##### EXCERPT #####

Learning about Financial Markets with Systems Thinking

Why the financial crisis after the Mini-Budget needs some systems thinking

As Kwasi Kwarteng reverses his decision to abolish the 45p rate of income tax for anyone earning over £150k after only two weeks, the markets are perhaps understandably volatile. Where will this lead? How is the average non-economist to understand the situation?

UK bonds surged after the Bank of England said it would carry out temporary purchases of long-dated UK bonds and delay planned sales of debt. The response seemed at first sight to be a reversal of their current QT (Qualitative Tightening) monetary policy back to QE (Qualitative Easing) and simply a shifting of the deck chairs since the BoE is wholly owned by the UK Government.

Deeper examination exposes a much more complex system that requires better thinking about system behaviour.

In various articles, MMT economist Stephanie Kelton, historian Adam Tooze and former multi-asset fund manager Toby Nangle, have explained how overly complex financial instruments have created the chaos. The inevitable unintended consequences have exposed an unsuspected and dangerous trigger mechanism in the UK financial system – that of rapidly rising interest rates.

Hedging is a strategy designed to limit risks in financial assets. Last week pension funds that hold hedging bets against the possibility that interest rates will fall – so-called liability-driven investment strategies (LDI) – were called suddenly to find more capital. Pension funds have been holding around £1.5 trillion of assets which they hedged to match pension funds’ liabilities (future payments to pensioners).

#####

GIVEN TASK A →
Answer these questions about the article on the Mini-Budget and systems thinking, one per line:
(i) Which tax rate had Kwasi Kwarteng decided to abolish?
(ii) Besides temporary purchases of long-dated UK bonds, what did the Bank of England say it would do?
(iii) Around how much in assets have pension funds been holding?
The records that come next are unrelated to the article above.

##### PROVIDED ENTRIES #####

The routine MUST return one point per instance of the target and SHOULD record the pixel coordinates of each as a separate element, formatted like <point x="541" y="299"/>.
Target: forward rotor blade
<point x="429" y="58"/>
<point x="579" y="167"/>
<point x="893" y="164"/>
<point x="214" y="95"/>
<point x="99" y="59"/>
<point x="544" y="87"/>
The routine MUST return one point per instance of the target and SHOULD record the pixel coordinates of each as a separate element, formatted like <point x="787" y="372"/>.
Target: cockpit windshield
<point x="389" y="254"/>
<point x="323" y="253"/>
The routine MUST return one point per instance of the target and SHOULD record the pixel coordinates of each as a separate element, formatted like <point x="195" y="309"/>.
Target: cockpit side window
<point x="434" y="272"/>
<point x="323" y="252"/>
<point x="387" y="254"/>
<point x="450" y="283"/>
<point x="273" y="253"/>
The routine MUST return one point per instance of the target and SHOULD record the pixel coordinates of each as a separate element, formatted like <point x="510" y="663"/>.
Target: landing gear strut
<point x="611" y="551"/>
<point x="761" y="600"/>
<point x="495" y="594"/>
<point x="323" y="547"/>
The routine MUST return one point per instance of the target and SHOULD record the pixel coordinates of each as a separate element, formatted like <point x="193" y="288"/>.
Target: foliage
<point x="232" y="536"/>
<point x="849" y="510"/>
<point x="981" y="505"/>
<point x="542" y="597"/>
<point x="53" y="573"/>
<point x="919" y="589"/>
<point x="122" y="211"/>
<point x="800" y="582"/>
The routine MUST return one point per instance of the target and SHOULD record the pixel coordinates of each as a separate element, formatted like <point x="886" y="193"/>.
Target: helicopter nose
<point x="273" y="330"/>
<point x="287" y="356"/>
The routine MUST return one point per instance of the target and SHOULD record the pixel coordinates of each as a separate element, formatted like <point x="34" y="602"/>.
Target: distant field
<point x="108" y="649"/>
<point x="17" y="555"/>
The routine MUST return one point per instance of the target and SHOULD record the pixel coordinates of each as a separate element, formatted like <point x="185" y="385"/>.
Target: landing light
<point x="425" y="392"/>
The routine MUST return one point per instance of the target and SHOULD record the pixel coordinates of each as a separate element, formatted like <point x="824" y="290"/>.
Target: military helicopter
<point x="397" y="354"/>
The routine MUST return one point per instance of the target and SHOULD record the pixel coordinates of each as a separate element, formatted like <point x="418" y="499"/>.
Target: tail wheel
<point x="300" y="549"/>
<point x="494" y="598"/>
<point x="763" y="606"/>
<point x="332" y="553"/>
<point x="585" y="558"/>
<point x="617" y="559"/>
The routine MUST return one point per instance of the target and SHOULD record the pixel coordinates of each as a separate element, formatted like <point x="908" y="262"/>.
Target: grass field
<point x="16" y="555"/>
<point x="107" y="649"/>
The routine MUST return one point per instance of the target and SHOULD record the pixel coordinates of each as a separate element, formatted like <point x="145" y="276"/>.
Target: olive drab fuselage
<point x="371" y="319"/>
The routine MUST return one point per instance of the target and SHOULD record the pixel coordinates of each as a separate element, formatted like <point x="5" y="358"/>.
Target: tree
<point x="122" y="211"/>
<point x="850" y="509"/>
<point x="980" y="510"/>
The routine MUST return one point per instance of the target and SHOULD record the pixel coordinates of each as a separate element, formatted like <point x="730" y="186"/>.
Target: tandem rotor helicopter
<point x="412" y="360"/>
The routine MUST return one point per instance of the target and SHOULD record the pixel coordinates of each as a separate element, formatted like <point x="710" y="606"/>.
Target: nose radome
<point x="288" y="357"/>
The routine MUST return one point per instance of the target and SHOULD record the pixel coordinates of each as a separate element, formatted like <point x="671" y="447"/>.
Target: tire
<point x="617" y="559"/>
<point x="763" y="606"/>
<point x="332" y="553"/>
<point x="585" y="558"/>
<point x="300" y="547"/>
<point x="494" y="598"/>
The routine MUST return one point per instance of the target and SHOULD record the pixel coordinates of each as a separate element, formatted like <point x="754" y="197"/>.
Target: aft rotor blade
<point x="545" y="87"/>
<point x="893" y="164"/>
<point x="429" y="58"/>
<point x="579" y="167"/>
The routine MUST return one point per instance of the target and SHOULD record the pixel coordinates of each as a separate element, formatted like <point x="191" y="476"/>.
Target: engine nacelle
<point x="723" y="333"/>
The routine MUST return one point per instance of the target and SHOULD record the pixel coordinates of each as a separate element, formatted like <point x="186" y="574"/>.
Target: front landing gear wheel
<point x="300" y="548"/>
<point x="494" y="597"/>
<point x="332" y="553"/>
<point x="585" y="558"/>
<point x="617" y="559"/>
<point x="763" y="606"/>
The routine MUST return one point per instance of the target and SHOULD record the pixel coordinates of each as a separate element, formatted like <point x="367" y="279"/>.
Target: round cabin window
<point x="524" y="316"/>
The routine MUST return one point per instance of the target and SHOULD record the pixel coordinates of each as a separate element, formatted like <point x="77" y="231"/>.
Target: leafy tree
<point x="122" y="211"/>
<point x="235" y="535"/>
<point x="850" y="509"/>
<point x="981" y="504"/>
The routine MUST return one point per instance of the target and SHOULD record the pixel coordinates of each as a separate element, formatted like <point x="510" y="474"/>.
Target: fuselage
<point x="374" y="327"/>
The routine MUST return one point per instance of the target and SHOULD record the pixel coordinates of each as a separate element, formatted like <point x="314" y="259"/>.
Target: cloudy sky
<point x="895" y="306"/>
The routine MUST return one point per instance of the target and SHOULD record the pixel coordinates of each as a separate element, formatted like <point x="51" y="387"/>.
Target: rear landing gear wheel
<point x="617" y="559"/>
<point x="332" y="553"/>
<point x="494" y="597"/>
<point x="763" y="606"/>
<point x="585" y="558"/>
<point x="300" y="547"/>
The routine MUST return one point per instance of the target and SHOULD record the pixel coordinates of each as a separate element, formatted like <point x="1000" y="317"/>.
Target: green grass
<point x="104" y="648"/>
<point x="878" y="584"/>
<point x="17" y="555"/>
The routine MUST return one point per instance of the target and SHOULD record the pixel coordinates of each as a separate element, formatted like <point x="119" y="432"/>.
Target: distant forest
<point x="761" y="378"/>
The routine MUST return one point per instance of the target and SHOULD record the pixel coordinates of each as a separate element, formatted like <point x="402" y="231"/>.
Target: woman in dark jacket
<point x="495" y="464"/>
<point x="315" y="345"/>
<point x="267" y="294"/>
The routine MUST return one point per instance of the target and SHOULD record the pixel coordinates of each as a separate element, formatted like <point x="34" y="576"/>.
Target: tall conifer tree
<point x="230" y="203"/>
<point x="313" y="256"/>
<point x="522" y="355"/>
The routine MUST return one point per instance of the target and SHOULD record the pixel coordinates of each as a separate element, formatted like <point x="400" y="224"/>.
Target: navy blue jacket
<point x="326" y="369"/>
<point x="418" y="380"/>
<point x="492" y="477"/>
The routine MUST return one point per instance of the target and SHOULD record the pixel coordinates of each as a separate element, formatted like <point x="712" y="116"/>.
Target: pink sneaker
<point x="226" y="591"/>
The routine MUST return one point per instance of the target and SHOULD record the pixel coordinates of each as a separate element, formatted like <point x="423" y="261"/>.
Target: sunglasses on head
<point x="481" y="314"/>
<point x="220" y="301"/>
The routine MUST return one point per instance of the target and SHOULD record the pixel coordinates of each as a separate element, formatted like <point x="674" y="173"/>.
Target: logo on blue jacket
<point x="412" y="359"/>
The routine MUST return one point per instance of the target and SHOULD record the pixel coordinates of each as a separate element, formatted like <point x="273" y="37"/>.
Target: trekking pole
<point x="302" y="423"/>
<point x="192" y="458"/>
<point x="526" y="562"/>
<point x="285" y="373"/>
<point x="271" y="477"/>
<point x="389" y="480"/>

#####

GIVEN TASK B → Gather every line of the records above that contains the word "distant".

RESPONSE A →
(i) The 45p rate of income tax for anyone earning over £150k.
(ii) Delay planned sales of debt.
(iii) Around £1.5 trillion.

RESPONSE B →
Target: distant field
Target: distant forest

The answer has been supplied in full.